| ARTIKEL |
BAGAIMANA MEMULAI AGAMA ANDA
Langkah Empat: Ritual Pengorbanan
Tumbuh besar di
Texas, Yesus dan sepak bola adalah satu-satunya tuhan di sana. Dan ketika saya
belajar menikmati sepak bola walaupun bermain tidak bagus, semua hal tentang
Yesus tidak pernah menjadi masuk akal bagi saya. Yesus hidup, lalu kemudian
mati, tapi kemudian bangkit lagi, kemudian mati lagi. Dan ia adalah manusia,
tapi juga Tuhan, dan kini ia sejenis manusia yang dirasuki roh yang mencintai semuanya
tanpa batas (kecuali gay). Semua itu menabrak saya secara acak, dan saya
merasa—bagaimana ya menjelaskannya?—orang yang pertama kali membuat konsep ini
seperti membikin sesuatu yang tak berfaedah.

| SOAL SINGKAT A |
Salin persis bagian artikel ini dari "BAGAIMANA MEMULAI AGAMA" sampai "yang tak berfaedah.".
Artikel di atas dan baris data berikutnya berasal dari sumber yang berbeda.

| DATA YANG DIBERIKAN |
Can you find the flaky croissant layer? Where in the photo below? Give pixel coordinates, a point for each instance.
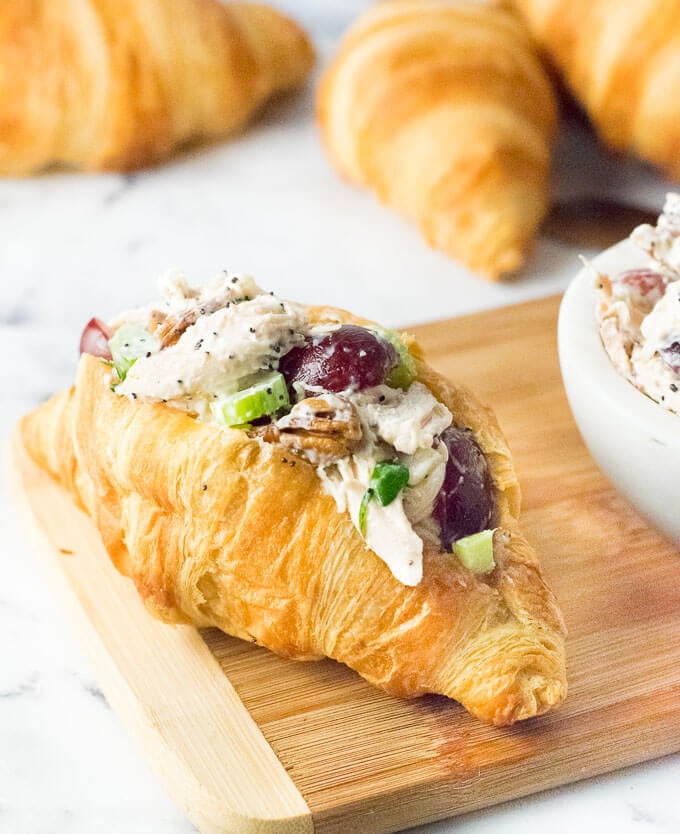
(621, 61)
(443, 109)
(119, 84)
(219, 529)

| SOAL SINGKAT B |
Skalakan ulang semua baris data di atas dengan menuliskannya kembali beserta permintaannya, tetapi kalikan setiap koordinat piksel pada jawaban dengan 0,65 lalu bulatkan ke bilangan bulat terdekat, dengan nilai setengah dibulatkan ke atas. Jangan sertakan gambar dalam jawaban.

| JAWABAN A |
BAGAIMANA MEMULAI AGAMA ANDA
Langkah Empat: Ritual Pengorbanan
Tumbuh besar di
Texas, Yesus dan sepak bola adalah satu-satunya tuhan di sana. Dan ketika saya
belajar menikmati sepak bola walaupun bermain tidak bagus, semua hal tentang
Yesus tidak pernah menjadi masuk akal bagi saya. Yesus hidup, lalu kemudian
mati, tapi kemudian bangkit lagi, kemudian mati lagi. Dan ia adalah manusia,
tapi juga Tuhan, dan kini ia sejenis manusia yang dirasuki roh yang mencintai semuanya
tanpa batas (kecuali gay). Semua itu menabrak saya secara acak, dan saya
merasa—bagaimana ya menjelaskannya?—orang yang pertama kali membuat konsep ini
seperti membikin sesuatu yang tak berfaedah.

| JAWABAN B |
Can you find the flaky croissant layer? Where in the photo below? Give pixel coordinates, a point for each instance.
(404, 40)
(288, 71)
(77, 55)
(142, 344)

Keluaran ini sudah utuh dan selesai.